▶ Untersuchter Text
____

Damals war der Betrieb 17 ha gross, mittlerweile sind es 45 an drei Standorten (Ins, Coussiberlé FR und Liebistorf FR). 10 ha nimmt das Freilandgemüse in Anspruch, dazu kommen 0,5 ha gedeckter Anbau, 0,5 ha Beeren und 10 bis 12 ha der Ackerbau. 9 Prozent der Fläche sind Ökoausgleichsfläche, dazu kommen Weiden für die 16 Weiderinder. Die Kunstwiesen sind wichtig für die Fruchtfolge, er nutzt teilweise Graspellets als Dünger.
Tofu aus dem Seeland
Auf dem Betrieb werden rund 50 Gemüsesorten und diverse Getreide und Körner produziert (u. a. Dinkel, Roggen, Emmer, Einkorn, Mais, Hafer, Mohn, Sonnenblumen, Linsen). «Unser Getreide und Körner verarbeiten wir etwa zu Mehl, Müesli, Brot, Teigwaren, Risotto und gepufftem Getreide», sagt Samuel Theiler.
Aus dem eigenen Soja wird Tofu in diversen Geschmacksrichtungen. Im Oktober 2017 konnte der Betrieb die Tofu-Produktion der ehemaligen Partnerfirma «La petite graine» übernehmen. Derzeit wird zweimal pro Woche auf dem Betrieb verarbeitet, das Ziel seien 5 Tonnen pro Jahr, sagt der Sohn eines Architekten und der Leiterin einer Gemeindeverwaltung.
Kichererbsen sind zickig
Der Landwirt probiert gerne Neues aus: «Heuer bauen wir das erste Mal Ingwer an.» Auch den anspruchsvollen Kichererbsen gibt er eine letzte Chance: «Dreimal hat es nicht funktioniert, aber ich versuche es noch einmal.»
Der 41-Jährige mag nicht nur Experimente, er ist auch konsequent: «Beim Gemüse sind wir rein saisonal.» Darum bietet er im Winter unter anderem keinen Brokkoli und Blumenkohl mehr an, «obwohl das für viele Kunden typische Wintergemüse sind».
Natürlich habe es am Anfang Nachfragen gegeben, aber der Umsatz erholte sich rasch. «Man darf nicht immer nur den Konsumentinnen und Konsumenten Verantwortung zuschieben und sagen, diese möchten dieses oder jenes Produkt. Man hat auch als Anbieter eine Verantwortung», sagt der Vater dreier Kinder dezidiert.
«Eine bunte Truppe»
Klare Strukturen und eine gute Organisation braucht es auch bei einem derart vielfältigen Betrieb. 23 Vollzeitstellen sind es, «aber bei vielen Teilzeitpensen lassen wir pro Monat zwischen vierzig und fünfzig Lohausweise raus». Die Mitarbeitenden seien eine «bunte Truppe».

____

(Daten zum Zeigen auf Regionen)

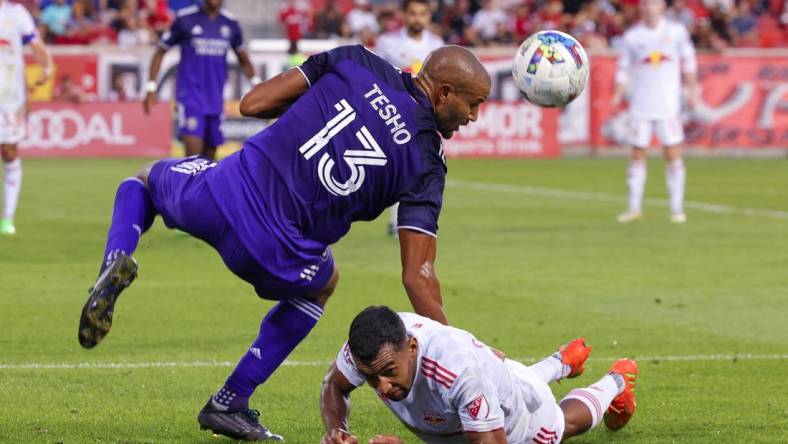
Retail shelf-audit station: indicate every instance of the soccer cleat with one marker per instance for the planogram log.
(629, 216)
(678, 218)
(623, 406)
(574, 354)
(7, 227)
(242, 425)
(96, 318)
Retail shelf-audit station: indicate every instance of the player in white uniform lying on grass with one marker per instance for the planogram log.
(446, 386)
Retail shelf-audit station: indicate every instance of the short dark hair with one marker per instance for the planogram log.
(406, 3)
(373, 328)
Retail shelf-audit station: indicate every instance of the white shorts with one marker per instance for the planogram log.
(669, 131)
(546, 425)
(12, 127)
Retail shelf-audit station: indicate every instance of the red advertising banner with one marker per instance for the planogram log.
(97, 130)
(507, 129)
(744, 102)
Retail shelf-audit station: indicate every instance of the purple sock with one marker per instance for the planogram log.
(132, 215)
(283, 328)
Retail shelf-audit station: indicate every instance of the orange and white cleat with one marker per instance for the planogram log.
(574, 354)
(623, 406)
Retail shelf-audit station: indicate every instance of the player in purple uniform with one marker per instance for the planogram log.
(204, 34)
(354, 135)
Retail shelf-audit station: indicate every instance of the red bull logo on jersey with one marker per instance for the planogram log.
(655, 58)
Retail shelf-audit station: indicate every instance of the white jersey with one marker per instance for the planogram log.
(653, 60)
(16, 30)
(460, 385)
(405, 52)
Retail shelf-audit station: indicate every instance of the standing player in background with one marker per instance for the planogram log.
(204, 34)
(654, 54)
(16, 30)
(406, 49)
(353, 136)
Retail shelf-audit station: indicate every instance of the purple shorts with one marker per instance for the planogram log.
(179, 191)
(192, 122)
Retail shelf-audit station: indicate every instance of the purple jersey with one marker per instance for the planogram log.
(202, 71)
(360, 139)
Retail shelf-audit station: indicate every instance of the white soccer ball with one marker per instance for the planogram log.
(550, 68)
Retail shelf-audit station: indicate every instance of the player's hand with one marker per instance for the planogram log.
(386, 439)
(147, 103)
(339, 436)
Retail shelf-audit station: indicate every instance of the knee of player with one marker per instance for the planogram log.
(9, 153)
(144, 172)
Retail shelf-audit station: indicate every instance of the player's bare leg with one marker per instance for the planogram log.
(611, 398)
(132, 215)
(284, 327)
(636, 184)
(12, 185)
(675, 178)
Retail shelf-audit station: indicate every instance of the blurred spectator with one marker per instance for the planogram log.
(361, 19)
(68, 91)
(295, 20)
(56, 17)
(490, 24)
(329, 22)
(681, 13)
(743, 25)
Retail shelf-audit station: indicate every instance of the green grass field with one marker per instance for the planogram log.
(526, 267)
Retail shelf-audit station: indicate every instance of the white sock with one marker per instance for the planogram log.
(675, 176)
(636, 183)
(393, 213)
(12, 184)
(597, 397)
(551, 368)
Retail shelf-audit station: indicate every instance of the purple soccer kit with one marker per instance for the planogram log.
(361, 138)
(202, 70)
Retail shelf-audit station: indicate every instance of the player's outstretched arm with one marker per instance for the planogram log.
(496, 436)
(418, 252)
(150, 85)
(335, 407)
(271, 98)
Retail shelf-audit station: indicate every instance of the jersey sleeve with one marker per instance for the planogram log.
(624, 61)
(348, 368)
(174, 36)
(420, 206)
(27, 26)
(237, 41)
(689, 64)
(476, 399)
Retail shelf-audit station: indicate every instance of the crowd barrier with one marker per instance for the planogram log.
(744, 105)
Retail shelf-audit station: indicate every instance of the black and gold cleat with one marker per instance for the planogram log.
(96, 317)
(243, 425)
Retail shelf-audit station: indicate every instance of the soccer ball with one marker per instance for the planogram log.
(550, 68)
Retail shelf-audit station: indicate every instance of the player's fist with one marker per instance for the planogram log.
(386, 439)
(338, 436)
(147, 103)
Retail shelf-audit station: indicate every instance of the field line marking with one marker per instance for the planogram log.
(322, 363)
(606, 197)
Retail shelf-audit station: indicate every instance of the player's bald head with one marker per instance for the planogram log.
(457, 66)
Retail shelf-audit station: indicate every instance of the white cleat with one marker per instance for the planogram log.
(629, 216)
(678, 218)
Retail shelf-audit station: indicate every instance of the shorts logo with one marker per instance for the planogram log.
(478, 408)
(193, 167)
(309, 272)
(434, 419)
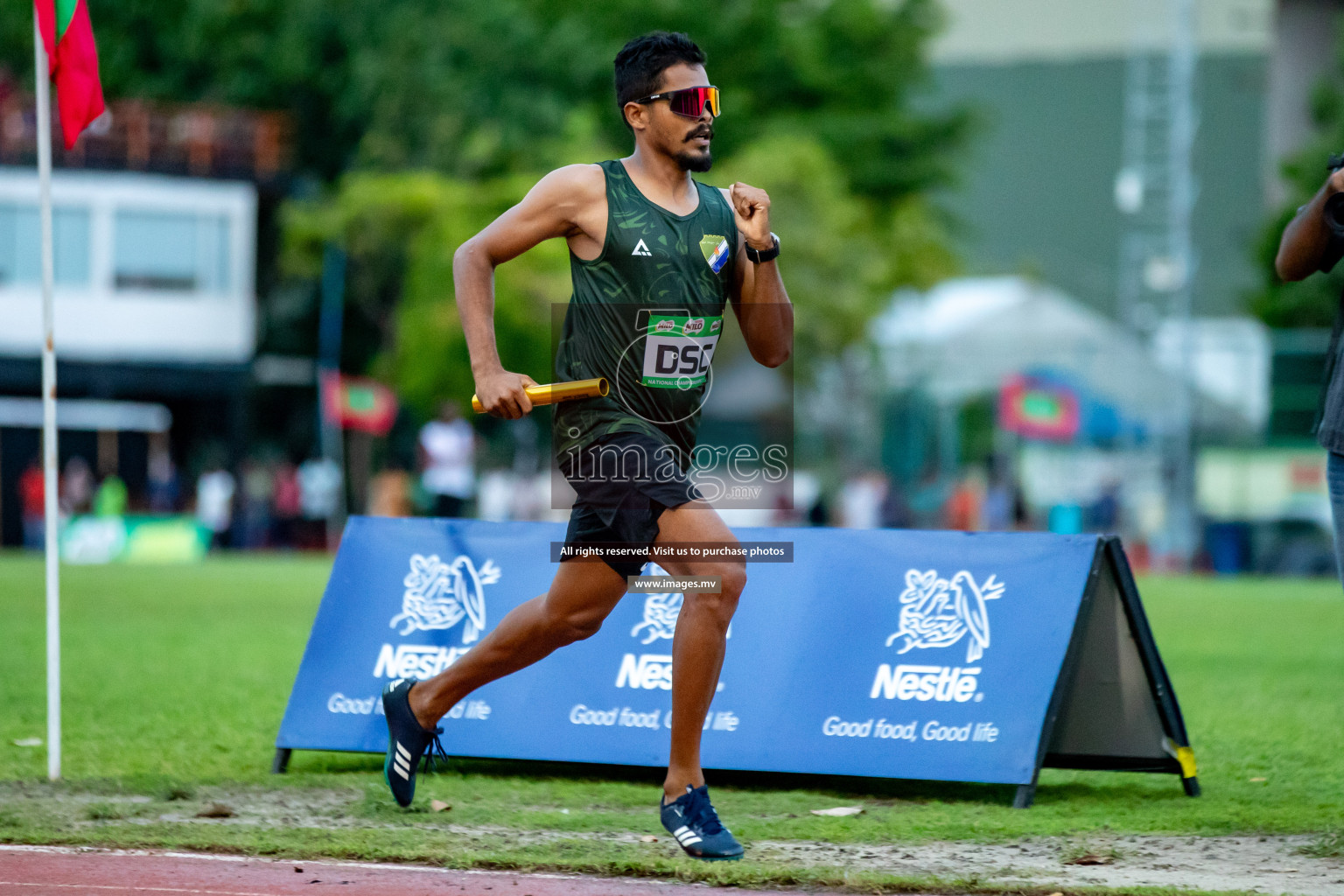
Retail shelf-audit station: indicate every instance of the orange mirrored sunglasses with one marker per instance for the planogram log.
(690, 102)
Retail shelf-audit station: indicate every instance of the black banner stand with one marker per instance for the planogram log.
(1113, 705)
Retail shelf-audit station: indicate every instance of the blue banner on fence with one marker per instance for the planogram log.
(887, 653)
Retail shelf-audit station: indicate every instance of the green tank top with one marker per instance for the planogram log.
(647, 315)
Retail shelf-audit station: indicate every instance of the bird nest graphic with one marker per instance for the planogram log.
(937, 612)
(438, 595)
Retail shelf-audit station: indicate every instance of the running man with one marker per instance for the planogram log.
(654, 256)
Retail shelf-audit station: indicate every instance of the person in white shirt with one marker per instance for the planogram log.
(448, 451)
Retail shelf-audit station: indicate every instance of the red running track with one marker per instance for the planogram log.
(52, 871)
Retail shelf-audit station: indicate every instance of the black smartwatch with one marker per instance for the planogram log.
(766, 256)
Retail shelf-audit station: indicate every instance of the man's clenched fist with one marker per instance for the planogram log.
(752, 211)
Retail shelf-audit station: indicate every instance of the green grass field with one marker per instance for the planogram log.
(176, 677)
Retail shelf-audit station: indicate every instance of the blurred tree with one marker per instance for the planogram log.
(1309, 303)
(483, 89)
(399, 233)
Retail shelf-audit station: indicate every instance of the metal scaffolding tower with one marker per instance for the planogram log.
(1156, 191)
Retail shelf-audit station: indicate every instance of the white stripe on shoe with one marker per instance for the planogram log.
(686, 836)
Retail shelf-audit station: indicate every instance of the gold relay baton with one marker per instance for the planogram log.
(553, 393)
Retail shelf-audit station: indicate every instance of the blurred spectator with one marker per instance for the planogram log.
(1105, 512)
(390, 494)
(448, 448)
(895, 511)
(32, 500)
(75, 486)
(215, 502)
(964, 504)
(164, 488)
(288, 506)
(1000, 497)
(258, 491)
(860, 500)
(318, 488)
(820, 512)
(110, 499)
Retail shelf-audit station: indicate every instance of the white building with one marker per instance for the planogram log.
(155, 315)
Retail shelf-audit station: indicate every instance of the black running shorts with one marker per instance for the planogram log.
(624, 482)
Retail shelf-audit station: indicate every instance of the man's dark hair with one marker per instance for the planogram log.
(640, 65)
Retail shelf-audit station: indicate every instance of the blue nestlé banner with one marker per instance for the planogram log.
(889, 653)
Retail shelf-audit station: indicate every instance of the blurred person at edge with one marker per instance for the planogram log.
(286, 506)
(32, 500)
(1311, 245)
(215, 502)
(163, 485)
(257, 492)
(77, 486)
(448, 453)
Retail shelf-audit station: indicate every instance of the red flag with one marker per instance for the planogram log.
(73, 62)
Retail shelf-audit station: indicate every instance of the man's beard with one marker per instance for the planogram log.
(695, 161)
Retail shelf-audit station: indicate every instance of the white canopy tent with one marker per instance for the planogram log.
(965, 338)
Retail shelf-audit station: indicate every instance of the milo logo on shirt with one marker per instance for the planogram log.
(677, 351)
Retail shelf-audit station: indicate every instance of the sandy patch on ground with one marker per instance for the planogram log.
(1261, 864)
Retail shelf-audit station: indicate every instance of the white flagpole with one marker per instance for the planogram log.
(49, 406)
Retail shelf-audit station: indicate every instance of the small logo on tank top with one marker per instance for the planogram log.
(715, 251)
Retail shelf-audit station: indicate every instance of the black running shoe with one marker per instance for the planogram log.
(406, 742)
(695, 825)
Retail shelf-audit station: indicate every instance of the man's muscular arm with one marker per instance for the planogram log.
(1306, 238)
(760, 300)
(559, 205)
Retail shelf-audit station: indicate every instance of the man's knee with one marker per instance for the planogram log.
(734, 579)
(724, 602)
(576, 624)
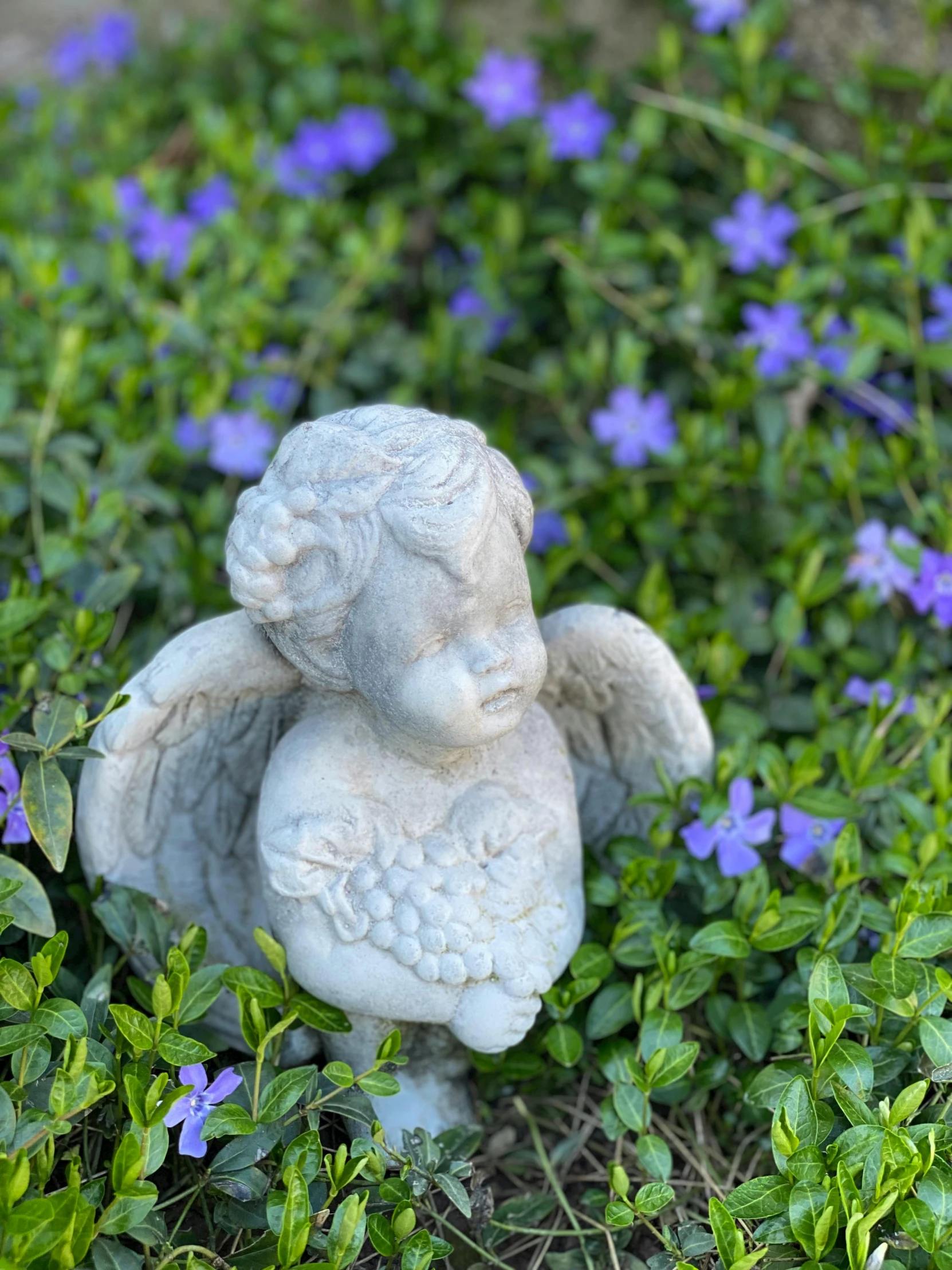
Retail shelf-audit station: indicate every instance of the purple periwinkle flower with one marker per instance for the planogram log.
(713, 15)
(210, 201)
(113, 38)
(549, 530)
(577, 127)
(939, 330)
(467, 304)
(804, 835)
(240, 444)
(15, 828)
(778, 333)
(635, 427)
(932, 591)
(874, 563)
(757, 233)
(735, 832)
(193, 1109)
(504, 88)
(363, 138)
(863, 692)
(156, 237)
(70, 56)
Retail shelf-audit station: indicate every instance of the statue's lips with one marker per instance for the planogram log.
(502, 700)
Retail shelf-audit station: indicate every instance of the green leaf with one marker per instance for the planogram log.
(760, 1198)
(227, 1122)
(750, 1029)
(284, 1092)
(936, 1039)
(48, 802)
(180, 1051)
(727, 1237)
(135, 1026)
(721, 939)
(654, 1156)
(917, 1221)
(669, 1065)
(649, 1201)
(895, 975)
(659, 1030)
(609, 1012)
(592, 962)
(380, 1085)
(565, 1044)
(929, 935)
(319, 1015)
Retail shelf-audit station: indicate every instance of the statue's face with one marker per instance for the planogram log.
(444, 661)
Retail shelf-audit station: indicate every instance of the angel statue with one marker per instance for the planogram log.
(383, 756)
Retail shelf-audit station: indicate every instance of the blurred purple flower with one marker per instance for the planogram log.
(467, 304)
(504, 88)
(549, 530)
(778, 333)
(156, 237)
(939, 330)
(363, 138)
(757, 233)
(804, 835)
(113, 38)
(734, 835)
(191, 433)
(278, 391)
(70, 56)
(577, 127)
(240, 444)
(130, 197)
(837, 354)
(862, 692)
(15, 828)
(635, 426)
(713, 15)
(932, 591)
(195, 1108)
(874, 563)
(210, 201)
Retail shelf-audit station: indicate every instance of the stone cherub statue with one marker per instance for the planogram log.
(383, 756)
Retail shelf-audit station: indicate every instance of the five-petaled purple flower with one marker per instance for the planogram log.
(549, 530)
(467, 304)
(109, 42)
(874, 563)
(577, 127)
(734, 833)
(195, 1108)
(804, 835)
(862, 692)
(757, 233)
(15, 828)
(635, 426)
(932, 591)
(210, 201)
(778, 333)
(504, 88)
(713, 15)
(939, 330)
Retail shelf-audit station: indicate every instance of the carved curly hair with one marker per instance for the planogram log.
(304, 542)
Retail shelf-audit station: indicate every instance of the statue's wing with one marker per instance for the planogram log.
(172, 807)
(622, 703)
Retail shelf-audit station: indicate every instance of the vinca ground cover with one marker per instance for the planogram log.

____

▶ Auszuführende Aufgabe
Prüfe bitte, ob die folgenden Aussagen mit dem untersuchten Text übereinstimmen: (a) Der Betrieb umfasst heute 45 ha an drei Standorten. (b) Ingwer wird auf dem Betrieb schon seit mehreren Jahren angebaut. (c) Im Winter bietet der Betrieb Brokkoli an. Beantworte jede Aussage mit Ja oder Nein und zitiere die entscheidenden Worte des Texts wörtlich.

▶ Die Antwort
(a) Ja: „mittlerweile sind es 45 an drei Standorten“
(b) Nein: „Heuer bauen wir das erste Mal Ingwer an.“
(c) Nein: „Darum bietet er im Winter unter anderem keinen Brokkoli und Blumenkohl mehr an“